== BRIEF ==
What number of lines in the entries hold the string "bridge"? Answer with it alone.

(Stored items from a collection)
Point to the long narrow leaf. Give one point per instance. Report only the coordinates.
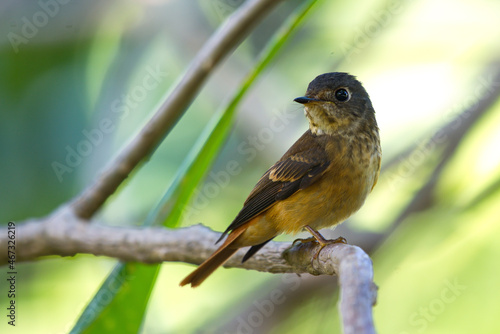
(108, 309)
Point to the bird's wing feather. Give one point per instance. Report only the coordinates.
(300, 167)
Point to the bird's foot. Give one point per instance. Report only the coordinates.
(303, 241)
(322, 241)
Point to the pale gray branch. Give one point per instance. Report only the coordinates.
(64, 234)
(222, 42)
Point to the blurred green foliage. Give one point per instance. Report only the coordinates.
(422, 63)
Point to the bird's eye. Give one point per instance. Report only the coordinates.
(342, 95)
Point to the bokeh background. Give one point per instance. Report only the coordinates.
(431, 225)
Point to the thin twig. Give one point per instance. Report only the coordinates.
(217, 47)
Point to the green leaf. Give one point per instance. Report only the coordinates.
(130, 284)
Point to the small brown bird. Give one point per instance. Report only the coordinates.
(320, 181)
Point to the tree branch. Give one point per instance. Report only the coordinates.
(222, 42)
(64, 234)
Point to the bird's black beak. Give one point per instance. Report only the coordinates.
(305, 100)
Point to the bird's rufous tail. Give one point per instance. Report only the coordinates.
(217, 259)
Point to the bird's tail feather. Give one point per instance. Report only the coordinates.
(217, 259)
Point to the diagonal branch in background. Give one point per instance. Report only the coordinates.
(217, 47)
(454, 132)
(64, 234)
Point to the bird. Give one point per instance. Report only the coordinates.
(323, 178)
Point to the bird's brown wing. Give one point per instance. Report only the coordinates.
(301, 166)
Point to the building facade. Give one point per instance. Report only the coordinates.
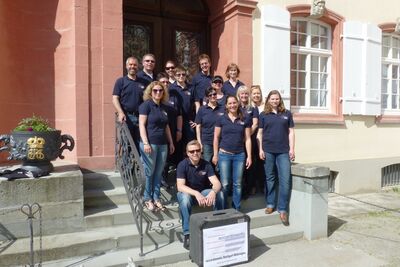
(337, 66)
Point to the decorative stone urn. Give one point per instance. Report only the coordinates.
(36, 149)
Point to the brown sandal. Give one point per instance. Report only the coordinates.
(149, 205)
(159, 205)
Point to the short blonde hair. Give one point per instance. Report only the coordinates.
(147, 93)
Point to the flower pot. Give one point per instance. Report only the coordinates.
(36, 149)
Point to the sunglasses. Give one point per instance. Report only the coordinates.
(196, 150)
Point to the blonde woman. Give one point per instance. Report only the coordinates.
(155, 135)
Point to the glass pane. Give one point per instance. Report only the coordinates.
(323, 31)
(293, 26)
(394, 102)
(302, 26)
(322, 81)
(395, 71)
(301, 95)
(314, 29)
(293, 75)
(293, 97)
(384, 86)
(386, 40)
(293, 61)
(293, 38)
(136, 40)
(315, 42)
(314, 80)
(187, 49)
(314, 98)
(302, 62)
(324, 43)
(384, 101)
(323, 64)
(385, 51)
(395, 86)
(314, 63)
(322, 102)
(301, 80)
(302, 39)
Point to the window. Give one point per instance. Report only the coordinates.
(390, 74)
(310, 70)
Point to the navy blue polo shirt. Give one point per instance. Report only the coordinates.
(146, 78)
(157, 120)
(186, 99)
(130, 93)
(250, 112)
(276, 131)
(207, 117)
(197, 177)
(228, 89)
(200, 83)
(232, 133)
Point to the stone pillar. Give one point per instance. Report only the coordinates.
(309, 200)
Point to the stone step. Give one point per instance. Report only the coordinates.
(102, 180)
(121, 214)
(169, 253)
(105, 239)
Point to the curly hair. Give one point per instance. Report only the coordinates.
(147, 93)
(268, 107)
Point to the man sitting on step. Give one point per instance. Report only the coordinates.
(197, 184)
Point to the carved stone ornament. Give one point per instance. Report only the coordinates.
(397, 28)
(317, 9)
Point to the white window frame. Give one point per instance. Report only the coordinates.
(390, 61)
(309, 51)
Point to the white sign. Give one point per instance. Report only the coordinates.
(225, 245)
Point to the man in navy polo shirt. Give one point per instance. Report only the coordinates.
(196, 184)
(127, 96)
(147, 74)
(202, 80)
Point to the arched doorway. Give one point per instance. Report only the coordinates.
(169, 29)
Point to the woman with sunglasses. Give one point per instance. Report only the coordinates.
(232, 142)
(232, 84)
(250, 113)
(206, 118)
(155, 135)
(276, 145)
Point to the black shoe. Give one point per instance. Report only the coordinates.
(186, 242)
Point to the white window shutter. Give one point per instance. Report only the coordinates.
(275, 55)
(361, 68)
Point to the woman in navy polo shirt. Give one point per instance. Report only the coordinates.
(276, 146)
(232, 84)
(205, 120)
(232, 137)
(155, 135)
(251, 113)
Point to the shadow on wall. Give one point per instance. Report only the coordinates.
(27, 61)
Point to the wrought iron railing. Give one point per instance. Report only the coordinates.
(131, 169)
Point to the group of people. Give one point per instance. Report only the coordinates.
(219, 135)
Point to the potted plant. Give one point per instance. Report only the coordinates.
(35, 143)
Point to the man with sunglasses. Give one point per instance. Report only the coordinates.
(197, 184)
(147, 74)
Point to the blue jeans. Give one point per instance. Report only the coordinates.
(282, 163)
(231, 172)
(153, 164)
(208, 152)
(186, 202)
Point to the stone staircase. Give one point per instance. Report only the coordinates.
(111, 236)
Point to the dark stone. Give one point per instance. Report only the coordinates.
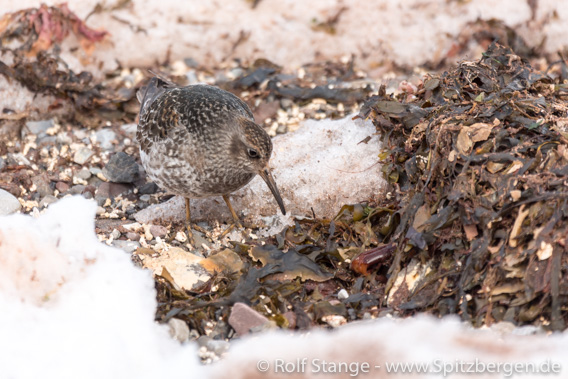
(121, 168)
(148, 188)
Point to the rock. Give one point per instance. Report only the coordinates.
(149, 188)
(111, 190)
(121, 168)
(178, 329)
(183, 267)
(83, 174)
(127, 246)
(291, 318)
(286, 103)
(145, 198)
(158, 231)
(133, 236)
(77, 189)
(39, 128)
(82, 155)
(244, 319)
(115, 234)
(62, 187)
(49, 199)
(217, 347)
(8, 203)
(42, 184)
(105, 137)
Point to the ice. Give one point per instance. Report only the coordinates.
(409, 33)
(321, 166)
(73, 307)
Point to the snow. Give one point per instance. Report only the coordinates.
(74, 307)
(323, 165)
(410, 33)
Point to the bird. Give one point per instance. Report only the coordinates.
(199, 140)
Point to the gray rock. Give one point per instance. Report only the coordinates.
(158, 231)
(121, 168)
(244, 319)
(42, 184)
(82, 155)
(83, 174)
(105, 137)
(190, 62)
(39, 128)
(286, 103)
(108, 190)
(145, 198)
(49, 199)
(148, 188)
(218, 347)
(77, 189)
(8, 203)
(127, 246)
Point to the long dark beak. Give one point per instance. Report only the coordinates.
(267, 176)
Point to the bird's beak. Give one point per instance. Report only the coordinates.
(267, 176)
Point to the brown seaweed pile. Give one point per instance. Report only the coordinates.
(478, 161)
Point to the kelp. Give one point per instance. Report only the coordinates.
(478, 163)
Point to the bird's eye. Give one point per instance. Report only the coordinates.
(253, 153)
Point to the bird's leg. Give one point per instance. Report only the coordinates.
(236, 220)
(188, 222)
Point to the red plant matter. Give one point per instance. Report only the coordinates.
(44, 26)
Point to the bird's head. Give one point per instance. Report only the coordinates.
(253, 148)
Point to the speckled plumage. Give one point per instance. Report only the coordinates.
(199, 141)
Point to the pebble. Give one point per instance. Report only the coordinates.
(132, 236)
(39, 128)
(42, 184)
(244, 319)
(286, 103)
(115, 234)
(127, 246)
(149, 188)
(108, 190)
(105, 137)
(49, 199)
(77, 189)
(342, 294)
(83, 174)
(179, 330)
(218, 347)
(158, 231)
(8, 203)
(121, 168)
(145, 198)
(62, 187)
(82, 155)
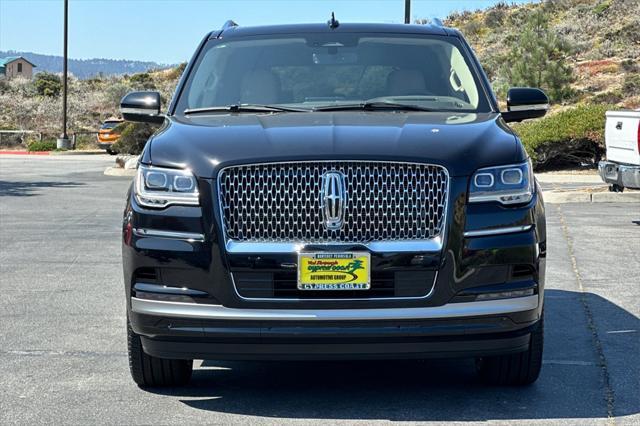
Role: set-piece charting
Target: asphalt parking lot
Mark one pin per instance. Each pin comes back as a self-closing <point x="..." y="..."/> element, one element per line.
---
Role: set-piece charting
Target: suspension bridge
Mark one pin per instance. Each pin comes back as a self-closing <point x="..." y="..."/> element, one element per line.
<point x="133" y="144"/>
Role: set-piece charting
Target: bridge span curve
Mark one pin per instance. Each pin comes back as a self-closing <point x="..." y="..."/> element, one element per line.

== SOLVED PROBLEM ==
2